Mit wie vielen Beamten muss das Polizeipräsidium Karlsruhe laut dem Textauszug pro Fußballspiel vor Ort sein?

TEXTAUSZUG.
• • •

Zu altes Stadion für ausreichend Prävention
"Ein weiterer Schwerpunkt der Straftaten in Karlsruhe steht im Zusammenhang mit Fußballspielen", wie der Vertreter der Präsidentin, Roland Lay, fortführt. Besonders auffällig sei dies bei Spielen des KSC gegen den VfB Stuttgart, Eintracht Frankfurt und den 1.FC Kaiserslautern.
Die Problematik gründe vor allem darin, dass das KSC-Stadion alt sei und keine nötige Infrastruktur für Gewaltprävention, wie beispielsweise die ordentliche Trennung der Fanblöcke, biete. Das Polizeipräsidium Karlsruhe müsse daher mit etwa 200 Beamten pro Fußballspiel vor Ort sein und habe außerdem 155 gewaltbereite Fans registriert - 80 davon seien sogar gewaltsuchend, also ohne Interesse am Sport, sondern nur an der Gewalt an sich interessiert. So kam es, dass trotz aller Maßnahmen ein Ordner schwer verletzt wurde; der Täter ist mittlerweile verurteilt.

• • •

VORGEGEBENE ZEILEN.
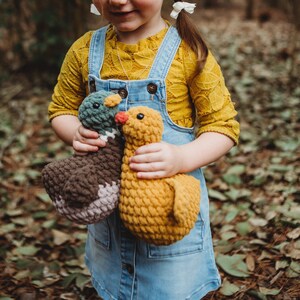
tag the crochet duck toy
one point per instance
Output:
(85, 189)
(158, 211)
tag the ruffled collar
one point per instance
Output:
(151, 42)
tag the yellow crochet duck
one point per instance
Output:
(158, 211)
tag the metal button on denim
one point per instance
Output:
(123, 93)
(152, 88)
(92, 86)
(129, 268)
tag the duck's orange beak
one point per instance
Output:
(121, 118)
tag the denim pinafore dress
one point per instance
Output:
(123, 267)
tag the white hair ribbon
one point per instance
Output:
(94, 10)
(179, 6)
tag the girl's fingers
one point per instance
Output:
(145, 158)
(147, 167)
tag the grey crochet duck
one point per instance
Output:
(85, 189)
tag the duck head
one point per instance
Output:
(97, 111)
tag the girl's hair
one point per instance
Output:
(190, 34)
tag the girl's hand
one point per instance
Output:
(157, 160)
(86, 140)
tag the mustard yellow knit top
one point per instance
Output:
(189, 94)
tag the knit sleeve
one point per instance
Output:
(71, 87)
(214, 109)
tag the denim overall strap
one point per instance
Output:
(165, 54)
(97, 50)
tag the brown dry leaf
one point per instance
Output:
(59, 237)
(250, 261)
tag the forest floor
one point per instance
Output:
(254, 190)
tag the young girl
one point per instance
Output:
(151, 63)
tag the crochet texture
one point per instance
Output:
(85, 189)
(158, 211)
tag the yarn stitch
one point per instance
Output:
(158, 211)
(85, 189)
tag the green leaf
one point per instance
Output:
(82, 280)
(27, 250)
(233, 265)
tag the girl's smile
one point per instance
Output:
(133, 19)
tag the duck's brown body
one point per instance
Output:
(86, 188)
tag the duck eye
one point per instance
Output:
(140, 116)
(96, 105)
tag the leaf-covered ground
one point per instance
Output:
(254, 190)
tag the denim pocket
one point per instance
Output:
(100, 233)
(190, 244)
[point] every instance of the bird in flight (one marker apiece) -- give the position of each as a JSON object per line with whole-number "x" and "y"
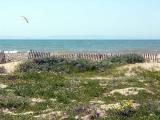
{"x": 25, "y": 19}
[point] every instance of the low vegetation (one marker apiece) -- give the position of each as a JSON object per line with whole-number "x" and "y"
{"x": 73, "y": 66}
{"x": 39, "y": 90}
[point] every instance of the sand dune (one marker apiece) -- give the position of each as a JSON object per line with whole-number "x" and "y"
{"x": 10, "y": 67}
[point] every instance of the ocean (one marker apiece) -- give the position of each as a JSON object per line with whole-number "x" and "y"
{"x": 78, "y": 45}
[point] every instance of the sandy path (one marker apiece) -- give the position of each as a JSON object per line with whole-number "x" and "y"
{"x": 10, "y": 67}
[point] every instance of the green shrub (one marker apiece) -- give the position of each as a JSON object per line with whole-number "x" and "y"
{"x": 2, "y": 70}
{"x": 61, "y": 65}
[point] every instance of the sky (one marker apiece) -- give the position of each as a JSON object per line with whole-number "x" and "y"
{"x": 99, "y": 19}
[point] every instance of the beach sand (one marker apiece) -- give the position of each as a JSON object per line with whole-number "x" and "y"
{"x": 10, "y": 67}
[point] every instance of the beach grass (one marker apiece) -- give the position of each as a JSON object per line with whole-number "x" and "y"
{"x": 77, "y": 95}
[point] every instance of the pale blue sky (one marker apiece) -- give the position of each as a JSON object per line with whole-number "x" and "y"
{"x": 80, "y": 19}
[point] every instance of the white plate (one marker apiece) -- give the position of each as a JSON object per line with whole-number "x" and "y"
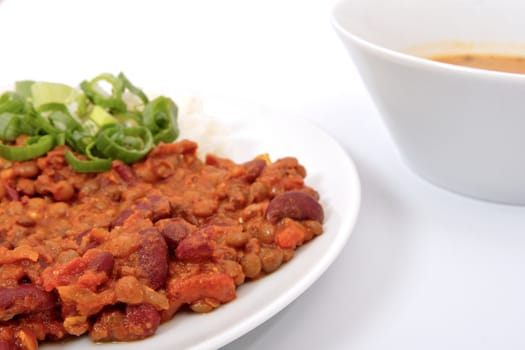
{"x": 251, "y": 132}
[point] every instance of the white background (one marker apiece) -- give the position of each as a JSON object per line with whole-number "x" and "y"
{"x": 423, "y": 269}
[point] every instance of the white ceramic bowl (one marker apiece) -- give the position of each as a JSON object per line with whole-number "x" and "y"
{"x": 460, "y": 128}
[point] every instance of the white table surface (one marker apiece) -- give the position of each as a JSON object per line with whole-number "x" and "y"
{"x": 423, "y": 269}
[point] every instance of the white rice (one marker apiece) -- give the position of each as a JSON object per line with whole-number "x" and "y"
{"x": 196, "y": 124}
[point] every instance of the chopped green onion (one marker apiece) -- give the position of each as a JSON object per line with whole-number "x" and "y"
{"x": 23, "y": 88}
{"x": 113, "y": 100}
{"x": 101, "y": 117}
{"x": 133, "y": 89}
{"x": 88, "y": 166}
{"x": 160, "y": 116}
{"x": 126, "y": 144}
{"x": 34, "y": 147}
{"x": 12, "y": 102}
{"x": 105, "y": 123}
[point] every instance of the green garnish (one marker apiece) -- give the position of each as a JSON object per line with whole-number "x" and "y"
{"x": 98, "y": 121}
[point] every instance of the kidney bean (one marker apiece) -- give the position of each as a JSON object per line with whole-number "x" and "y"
{"x": 121, "y": 217}
{"x": 295, "y": 205}
{"x": 8, "y": 345}
{"x": 251, "y": 265}
{"x": 174, "y": 230}
{"x": 69, "y": 272}
{"x": 217, "y": 286}
{"x": 237, "y": 238}
{"x": 101, "y": 262}
{"x": 62, "y": 191}
{"x": 24, "y": 299}
{"x": 12, "y": 194}
{"x": 153, "y": 258}
{"x": 290, "y": 234}
{"x": 196, "y": 247}
{"x": 258, "y": 192}
{"x": 124, "y": 171}
{"x": 26, "y": 339}
{"x": 27, "y": 169}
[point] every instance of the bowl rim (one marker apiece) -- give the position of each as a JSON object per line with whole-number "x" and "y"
{"x": 401, "y": 57}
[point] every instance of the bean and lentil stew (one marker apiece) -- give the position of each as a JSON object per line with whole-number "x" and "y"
{"x": 114, "y": 254}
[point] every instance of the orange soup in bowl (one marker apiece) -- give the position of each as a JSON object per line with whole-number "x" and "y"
{"x": 502, "y": 63}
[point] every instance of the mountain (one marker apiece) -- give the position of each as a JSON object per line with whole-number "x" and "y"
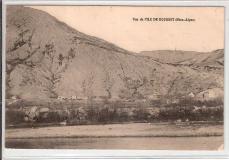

• • •

ERWARTETE ANTWORT.
Das Polizeipräsidium Karlsruhe muss mit etwa 200 Beamten pro Fußballspiel vor Ort sein.